**Short exercise**
Can you format the rows from the very start through the line holding "Outlines of the black", inclusive, as a JSON list of strings with one string per line? Include only those lines, skip blank lines, and leave the pictures out.

**Raw records**
<<<<
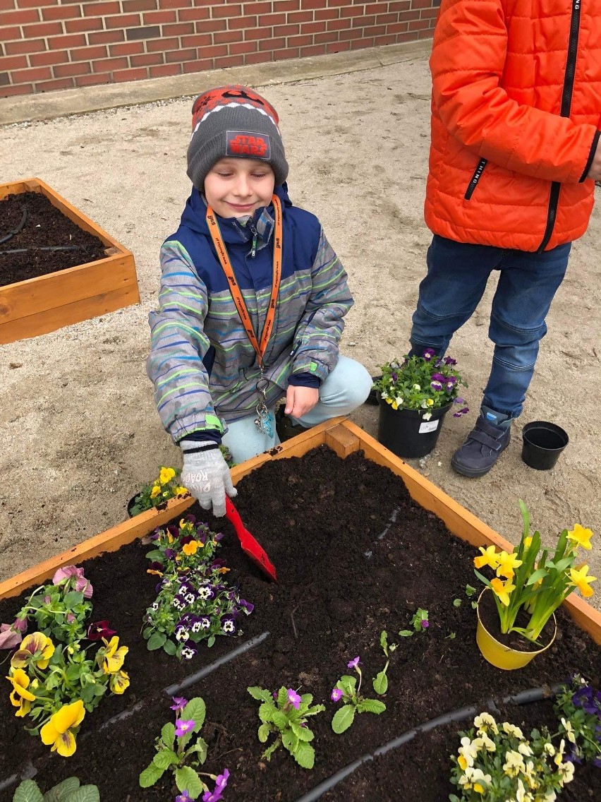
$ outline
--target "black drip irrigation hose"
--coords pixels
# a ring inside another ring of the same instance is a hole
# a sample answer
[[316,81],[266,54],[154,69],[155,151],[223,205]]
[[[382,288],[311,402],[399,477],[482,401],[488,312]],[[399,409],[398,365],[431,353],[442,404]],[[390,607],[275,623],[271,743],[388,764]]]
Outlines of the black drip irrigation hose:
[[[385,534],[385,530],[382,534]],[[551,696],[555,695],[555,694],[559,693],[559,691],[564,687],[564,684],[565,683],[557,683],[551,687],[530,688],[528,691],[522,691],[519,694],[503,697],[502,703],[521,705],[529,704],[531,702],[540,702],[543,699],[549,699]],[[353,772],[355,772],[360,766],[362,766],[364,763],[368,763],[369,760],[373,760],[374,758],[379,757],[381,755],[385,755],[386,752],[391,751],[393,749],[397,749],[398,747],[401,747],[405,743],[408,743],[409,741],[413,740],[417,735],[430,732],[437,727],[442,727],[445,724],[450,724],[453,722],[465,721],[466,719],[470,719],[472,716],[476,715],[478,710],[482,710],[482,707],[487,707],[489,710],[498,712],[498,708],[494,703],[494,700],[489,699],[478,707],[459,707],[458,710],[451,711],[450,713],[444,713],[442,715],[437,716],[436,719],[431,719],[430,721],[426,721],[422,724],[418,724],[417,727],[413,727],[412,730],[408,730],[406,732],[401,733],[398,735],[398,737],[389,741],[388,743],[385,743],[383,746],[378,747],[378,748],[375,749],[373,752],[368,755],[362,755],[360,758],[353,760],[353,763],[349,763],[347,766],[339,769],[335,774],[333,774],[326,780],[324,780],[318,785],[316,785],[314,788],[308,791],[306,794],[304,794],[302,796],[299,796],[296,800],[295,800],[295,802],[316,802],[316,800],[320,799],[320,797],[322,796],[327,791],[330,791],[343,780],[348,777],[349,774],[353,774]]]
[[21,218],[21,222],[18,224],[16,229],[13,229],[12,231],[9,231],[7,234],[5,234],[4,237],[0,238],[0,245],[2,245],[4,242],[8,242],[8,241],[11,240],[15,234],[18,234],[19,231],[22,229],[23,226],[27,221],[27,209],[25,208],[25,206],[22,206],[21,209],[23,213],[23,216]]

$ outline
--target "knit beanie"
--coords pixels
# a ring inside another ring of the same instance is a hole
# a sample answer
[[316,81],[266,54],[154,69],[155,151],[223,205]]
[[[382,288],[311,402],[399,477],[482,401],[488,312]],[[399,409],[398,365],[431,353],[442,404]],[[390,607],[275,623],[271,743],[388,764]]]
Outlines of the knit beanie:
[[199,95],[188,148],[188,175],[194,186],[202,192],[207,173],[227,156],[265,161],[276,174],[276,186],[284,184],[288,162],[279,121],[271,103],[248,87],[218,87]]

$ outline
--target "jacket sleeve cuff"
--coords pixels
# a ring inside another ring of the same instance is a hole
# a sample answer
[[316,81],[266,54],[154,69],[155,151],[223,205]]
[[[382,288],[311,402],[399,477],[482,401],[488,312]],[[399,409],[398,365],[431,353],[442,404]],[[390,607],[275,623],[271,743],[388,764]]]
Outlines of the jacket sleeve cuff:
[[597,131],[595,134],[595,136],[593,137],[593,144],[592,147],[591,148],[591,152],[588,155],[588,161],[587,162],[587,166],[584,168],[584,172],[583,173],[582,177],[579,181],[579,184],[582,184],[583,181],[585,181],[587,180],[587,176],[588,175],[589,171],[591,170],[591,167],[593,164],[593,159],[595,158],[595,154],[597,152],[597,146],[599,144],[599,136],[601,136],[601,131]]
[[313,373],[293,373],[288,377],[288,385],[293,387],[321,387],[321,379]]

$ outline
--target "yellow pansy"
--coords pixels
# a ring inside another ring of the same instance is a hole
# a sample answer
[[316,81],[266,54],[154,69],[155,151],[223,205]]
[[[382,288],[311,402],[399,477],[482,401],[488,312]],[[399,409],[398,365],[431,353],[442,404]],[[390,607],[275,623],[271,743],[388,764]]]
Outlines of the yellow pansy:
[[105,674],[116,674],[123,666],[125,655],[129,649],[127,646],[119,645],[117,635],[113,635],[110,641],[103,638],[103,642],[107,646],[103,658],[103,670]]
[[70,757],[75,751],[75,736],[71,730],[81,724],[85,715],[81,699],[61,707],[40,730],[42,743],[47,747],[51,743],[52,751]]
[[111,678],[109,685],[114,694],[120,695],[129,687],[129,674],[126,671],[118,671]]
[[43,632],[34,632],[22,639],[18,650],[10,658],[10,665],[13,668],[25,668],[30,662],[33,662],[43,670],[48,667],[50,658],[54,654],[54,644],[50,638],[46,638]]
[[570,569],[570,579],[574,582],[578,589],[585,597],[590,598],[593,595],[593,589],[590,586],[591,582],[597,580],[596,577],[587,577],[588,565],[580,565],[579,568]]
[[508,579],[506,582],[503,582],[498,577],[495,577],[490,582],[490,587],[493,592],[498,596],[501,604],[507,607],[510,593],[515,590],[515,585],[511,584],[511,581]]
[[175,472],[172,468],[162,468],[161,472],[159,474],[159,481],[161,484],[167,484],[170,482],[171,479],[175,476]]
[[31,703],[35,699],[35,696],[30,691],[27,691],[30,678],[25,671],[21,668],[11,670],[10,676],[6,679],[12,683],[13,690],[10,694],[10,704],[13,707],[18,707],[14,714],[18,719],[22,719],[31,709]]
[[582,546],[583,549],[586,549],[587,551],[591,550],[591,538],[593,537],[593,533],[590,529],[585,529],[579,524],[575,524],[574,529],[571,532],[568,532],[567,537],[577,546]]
>>>>
**Worked solution**
[
  "$ outline",
  "--target \"black drip irrigation hose\"",
  "--coords pixels",
  "# a ring inside another ring of the same instance is a hole",
  "# a sample answer",
  "[[316,81],[266,54],[154,69],[155,151],[223,205]]",
  "[[[382,288],[311,402],[399,477],[482,401],[488,312]],[[399,409],[398,365],[431,353],[442,404]],[[390,607],[275,623],[271,743],[388,764]]]",
  "Outlines of the black drip irrigation hose:"
]